**TASKS FOR THIS EXERCISE**
a - According to the John Bryan entry, for which film did Bryan win an Oscar?
b - Quote the John Bryan entry word for word from "Dear Octopus (The" to "Time Flies (Forde)".

Top of TEXT

Bryan, John

views updated

BRYAN, John



Producer/Production Designer. Nationality: British. Born: London, 1911. Career: Nominated for Oscar for Set Design for Caesar and Cleopatra, 1947. Awards: Oscar for Great Expectations, 1947; British Academy Award (BAFTA) for Becket, 1965. Died: 10 June 1969.


Films as Producer:

1952

The Card (The Promoter) (Neame)

1953

The Million Pound Note (Man with a Million) (Neame)

1954

The Purple Plain (Parrish)

1956

The Spanish Gardener (Leacock)

1957

The Secret Place (Donner)

1958

Windom's Way (Neame); The Horse's Mouth (Neame)

1960

There Was a Crooked Man (Mankiewicz)

1962

The Girl on the Boat (Kaplan)

1964

Tamahine (Leacock)

1966

Caccia alla volpe (After the Fox) (de Sica)

1968

The Touchables (Freeman)

Films as Production Designer:

1937

The Song of the Road (Baxter)

1946

Great Expectations (Lean)

1947

Blanche Fury (Allégret); Take My Life (Neame)

1948

Oliver Twist (Lean) (also set designer)

1949

The Passionate Friends (One Woman's Story (USA)) (Lean) (also set decorator)

1950

The Golden Salamander (Neame)

1951

Pandora and the Flying Dutchman (Lewin); The Magic Box (Boulting)

1964

Becket (Glenville)

1968

Great Catherine (Flemyng)



Films as Art Director:

1938

Pygmalion (Asquith and Howard)

1939

A Stolen Life (Czinner)

1941

Dangerous Moonlight (Suicide Squadron) (Hurst)

1942

King Arthur Was a Gentleman (Varnel)

1943

Dear Octopus (The Randolph Family) (French); Millions Like Us (Launder and Gilliat); Sabotage Agent (Adventures of Tartu; Tartu) (Bucquet)

1944

2,000 Women (House of 1,000 Women; Two Thousand Women) (Launder); Fanny by Gaslight (Man of Evil) (Asquith); Love Story (A Lady Surrenders) (Arliss); Time Flies (Forde)

1945

Caravan (Charell); The Wicked Lady (Arliss)

1946

Caesar and Cleopatra (Pascal)



Other Films:

1936

Things to Come (Menzies) (asst art d, uncredited)

1950

Madeleine (The Strange Case of Madeleine) (Lean) (set decorator)



Publications:

On BRYAN: books—

Low, Rachel, Filmmaking in 1930s Britain, London, 1985.

Cook, David, A History of Narrative Film, London, 1996.

McFarlane, Bryan, editor, An Autobiography of British Cinema, London, 1996.


* * *

A little-known but key figure in British cinema from the 1940s until the 1960s, John Bryan involved himself in most areas of film production. Bryan's work with directors David Lean and Ronald Neame on films like Great Expectations, Oliver Twist, The Card and The Million Pound Note, has proved to be the most enduring, and the films also rank among the directors' best work. Unlike many of his contemporaries who went on to make names for themselves in Hollywood, Bryan continued to work in the British film industry even as it began to struggle in the 1960s.

Bottom of TEXT
Top of DATASET ENTRIES

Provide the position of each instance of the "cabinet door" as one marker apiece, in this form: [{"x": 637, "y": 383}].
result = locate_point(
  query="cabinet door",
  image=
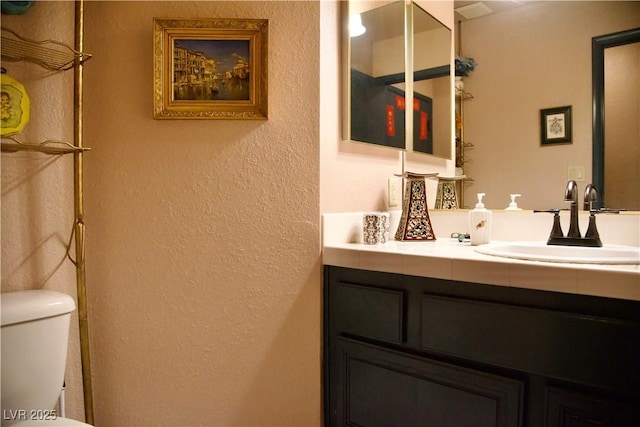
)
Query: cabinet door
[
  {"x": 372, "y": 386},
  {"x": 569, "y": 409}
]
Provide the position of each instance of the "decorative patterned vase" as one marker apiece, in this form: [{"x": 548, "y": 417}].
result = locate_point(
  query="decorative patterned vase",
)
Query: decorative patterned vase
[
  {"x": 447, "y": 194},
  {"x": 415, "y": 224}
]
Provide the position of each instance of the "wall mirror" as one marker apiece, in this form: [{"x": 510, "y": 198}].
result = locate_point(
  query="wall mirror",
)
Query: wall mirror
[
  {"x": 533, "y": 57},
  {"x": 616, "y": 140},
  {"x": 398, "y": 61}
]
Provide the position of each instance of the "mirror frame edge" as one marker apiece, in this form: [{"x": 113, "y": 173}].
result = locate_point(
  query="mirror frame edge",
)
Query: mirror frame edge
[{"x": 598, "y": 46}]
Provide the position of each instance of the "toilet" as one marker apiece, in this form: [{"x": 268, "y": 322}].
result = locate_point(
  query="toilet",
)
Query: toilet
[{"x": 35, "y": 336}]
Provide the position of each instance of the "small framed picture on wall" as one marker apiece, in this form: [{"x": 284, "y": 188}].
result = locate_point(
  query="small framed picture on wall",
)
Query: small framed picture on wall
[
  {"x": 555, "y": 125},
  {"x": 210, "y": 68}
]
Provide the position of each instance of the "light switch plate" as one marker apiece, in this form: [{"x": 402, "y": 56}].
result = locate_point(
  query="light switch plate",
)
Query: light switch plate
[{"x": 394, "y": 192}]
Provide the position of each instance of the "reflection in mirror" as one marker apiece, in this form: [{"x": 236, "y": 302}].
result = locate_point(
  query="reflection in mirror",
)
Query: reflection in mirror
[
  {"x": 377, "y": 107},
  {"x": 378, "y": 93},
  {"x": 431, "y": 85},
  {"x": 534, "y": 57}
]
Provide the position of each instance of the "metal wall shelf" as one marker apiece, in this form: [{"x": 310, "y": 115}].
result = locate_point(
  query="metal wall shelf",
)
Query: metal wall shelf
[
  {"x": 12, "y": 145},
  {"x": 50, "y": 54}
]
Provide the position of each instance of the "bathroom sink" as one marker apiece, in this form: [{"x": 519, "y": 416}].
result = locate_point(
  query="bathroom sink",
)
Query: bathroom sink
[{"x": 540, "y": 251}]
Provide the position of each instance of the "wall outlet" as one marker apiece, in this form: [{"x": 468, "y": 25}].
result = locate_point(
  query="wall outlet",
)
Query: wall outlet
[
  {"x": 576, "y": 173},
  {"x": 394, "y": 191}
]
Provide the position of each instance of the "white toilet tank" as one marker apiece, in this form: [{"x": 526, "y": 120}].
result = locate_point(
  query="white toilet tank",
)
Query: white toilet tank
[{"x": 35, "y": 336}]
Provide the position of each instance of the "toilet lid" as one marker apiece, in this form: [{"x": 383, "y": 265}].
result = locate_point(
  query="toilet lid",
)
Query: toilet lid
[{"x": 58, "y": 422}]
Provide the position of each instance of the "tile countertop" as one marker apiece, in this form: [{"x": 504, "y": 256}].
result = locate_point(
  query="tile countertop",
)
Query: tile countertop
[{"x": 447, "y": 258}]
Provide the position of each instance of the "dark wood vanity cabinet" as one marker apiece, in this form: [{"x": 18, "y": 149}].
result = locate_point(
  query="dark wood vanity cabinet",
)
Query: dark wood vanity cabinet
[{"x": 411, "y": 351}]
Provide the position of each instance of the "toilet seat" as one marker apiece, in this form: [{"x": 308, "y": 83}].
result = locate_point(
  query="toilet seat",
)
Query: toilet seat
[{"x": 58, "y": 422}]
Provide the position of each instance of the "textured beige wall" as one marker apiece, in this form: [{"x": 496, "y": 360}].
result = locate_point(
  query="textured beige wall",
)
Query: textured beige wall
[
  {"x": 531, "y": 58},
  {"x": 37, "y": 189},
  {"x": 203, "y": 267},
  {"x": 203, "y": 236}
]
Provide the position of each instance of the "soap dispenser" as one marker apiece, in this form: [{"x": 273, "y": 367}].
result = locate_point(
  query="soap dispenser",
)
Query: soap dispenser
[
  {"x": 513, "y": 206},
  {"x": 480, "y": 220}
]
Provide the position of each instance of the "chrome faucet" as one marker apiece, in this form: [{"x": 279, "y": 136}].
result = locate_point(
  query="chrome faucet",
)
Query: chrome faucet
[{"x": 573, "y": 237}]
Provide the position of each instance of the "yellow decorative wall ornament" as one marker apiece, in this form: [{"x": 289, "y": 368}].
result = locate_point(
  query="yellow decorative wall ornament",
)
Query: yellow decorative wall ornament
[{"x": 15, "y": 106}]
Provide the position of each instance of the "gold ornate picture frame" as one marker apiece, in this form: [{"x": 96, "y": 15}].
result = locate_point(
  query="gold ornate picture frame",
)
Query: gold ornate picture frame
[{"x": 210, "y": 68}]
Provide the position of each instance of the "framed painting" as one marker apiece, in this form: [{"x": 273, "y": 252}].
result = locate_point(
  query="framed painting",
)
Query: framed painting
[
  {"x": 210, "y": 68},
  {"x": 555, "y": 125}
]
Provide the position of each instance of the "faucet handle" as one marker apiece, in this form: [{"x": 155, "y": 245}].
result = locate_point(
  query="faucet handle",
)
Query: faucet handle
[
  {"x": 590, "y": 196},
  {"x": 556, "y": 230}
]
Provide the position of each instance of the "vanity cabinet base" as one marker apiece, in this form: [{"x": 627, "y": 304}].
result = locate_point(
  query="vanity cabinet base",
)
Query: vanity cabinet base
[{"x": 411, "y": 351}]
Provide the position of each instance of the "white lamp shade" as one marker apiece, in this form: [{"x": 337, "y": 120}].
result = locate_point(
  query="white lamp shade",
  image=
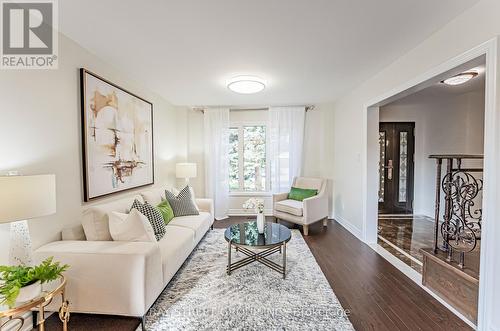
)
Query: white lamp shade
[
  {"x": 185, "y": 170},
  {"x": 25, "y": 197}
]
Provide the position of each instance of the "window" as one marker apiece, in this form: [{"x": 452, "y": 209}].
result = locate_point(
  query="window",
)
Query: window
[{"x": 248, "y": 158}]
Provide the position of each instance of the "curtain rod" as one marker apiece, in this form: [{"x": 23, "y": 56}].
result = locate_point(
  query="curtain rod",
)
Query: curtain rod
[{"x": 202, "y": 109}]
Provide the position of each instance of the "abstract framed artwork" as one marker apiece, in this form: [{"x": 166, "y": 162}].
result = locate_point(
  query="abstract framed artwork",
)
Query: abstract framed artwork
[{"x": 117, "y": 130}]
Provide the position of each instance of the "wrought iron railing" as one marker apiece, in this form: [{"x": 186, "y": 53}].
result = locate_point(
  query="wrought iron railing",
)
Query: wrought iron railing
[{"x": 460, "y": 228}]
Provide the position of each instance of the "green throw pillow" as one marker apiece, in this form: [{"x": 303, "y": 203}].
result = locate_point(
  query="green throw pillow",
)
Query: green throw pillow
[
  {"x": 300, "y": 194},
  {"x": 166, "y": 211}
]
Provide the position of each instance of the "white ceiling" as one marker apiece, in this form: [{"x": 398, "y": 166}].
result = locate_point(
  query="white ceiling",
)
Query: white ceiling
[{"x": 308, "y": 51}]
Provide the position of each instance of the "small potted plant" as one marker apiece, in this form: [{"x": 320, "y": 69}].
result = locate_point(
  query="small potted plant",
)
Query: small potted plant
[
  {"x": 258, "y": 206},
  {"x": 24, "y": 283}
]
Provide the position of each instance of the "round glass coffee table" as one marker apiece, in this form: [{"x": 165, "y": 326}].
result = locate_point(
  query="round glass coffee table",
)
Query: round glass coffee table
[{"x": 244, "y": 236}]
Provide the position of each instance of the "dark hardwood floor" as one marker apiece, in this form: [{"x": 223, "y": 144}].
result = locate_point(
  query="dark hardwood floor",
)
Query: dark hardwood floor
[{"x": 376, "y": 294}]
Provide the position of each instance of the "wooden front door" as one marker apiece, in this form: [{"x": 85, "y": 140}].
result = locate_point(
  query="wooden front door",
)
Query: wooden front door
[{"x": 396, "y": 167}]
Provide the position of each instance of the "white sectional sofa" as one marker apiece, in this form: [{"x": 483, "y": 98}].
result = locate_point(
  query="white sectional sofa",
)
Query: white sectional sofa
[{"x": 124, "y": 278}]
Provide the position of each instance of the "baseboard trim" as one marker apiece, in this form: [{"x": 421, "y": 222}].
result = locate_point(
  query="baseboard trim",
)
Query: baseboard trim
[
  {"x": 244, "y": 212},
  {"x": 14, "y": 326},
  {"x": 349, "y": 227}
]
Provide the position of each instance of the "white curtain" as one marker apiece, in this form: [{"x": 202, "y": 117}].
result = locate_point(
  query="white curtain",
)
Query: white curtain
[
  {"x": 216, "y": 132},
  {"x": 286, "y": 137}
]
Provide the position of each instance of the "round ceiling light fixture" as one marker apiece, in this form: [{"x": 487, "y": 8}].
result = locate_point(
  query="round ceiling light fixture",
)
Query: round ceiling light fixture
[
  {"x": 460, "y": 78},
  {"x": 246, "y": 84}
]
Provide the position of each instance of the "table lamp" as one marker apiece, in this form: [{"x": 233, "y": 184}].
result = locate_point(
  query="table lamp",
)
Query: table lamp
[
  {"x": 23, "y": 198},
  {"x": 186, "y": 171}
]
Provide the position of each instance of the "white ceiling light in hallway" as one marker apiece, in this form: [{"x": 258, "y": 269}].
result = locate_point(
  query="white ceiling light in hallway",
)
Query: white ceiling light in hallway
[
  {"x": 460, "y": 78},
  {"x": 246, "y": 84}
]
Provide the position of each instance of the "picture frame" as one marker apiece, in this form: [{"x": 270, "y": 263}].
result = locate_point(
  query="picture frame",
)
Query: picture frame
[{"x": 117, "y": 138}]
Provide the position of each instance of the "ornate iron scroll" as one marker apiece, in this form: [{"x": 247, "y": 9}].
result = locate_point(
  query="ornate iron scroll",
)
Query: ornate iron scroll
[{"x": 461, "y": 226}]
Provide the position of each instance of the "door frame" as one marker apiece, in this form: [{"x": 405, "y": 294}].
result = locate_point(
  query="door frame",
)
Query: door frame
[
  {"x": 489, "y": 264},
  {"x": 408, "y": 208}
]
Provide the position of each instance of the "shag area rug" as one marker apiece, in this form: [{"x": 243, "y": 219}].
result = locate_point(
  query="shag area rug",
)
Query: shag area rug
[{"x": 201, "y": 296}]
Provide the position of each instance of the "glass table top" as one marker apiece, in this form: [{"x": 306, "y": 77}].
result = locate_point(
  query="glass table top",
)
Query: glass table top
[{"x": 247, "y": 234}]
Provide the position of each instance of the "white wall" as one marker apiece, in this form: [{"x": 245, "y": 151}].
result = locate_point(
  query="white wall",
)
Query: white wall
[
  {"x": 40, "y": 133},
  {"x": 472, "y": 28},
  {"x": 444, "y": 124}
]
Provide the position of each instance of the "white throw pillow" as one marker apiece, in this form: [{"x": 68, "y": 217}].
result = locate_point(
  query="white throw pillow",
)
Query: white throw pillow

Bottom of DATASET ENTRIES

**OUTPUTS FOR THE TASKS**
a - Great Expectations, in 1947.

b -
Dear Octopus (The Randolph Family) (French); Millions Like Us (Launder and Gilliat); Sabotage Agent (Adventures of Tartu; Tartu) (Bucquet)

1944

2,000 Women (House of 1,000 Women; Two Thousand Women) (Launder); Fanny by Gaslight (Man of Evil) (Asquith); Love Story (A Lady Surrenders) (Arliss); Time Flies (Forde)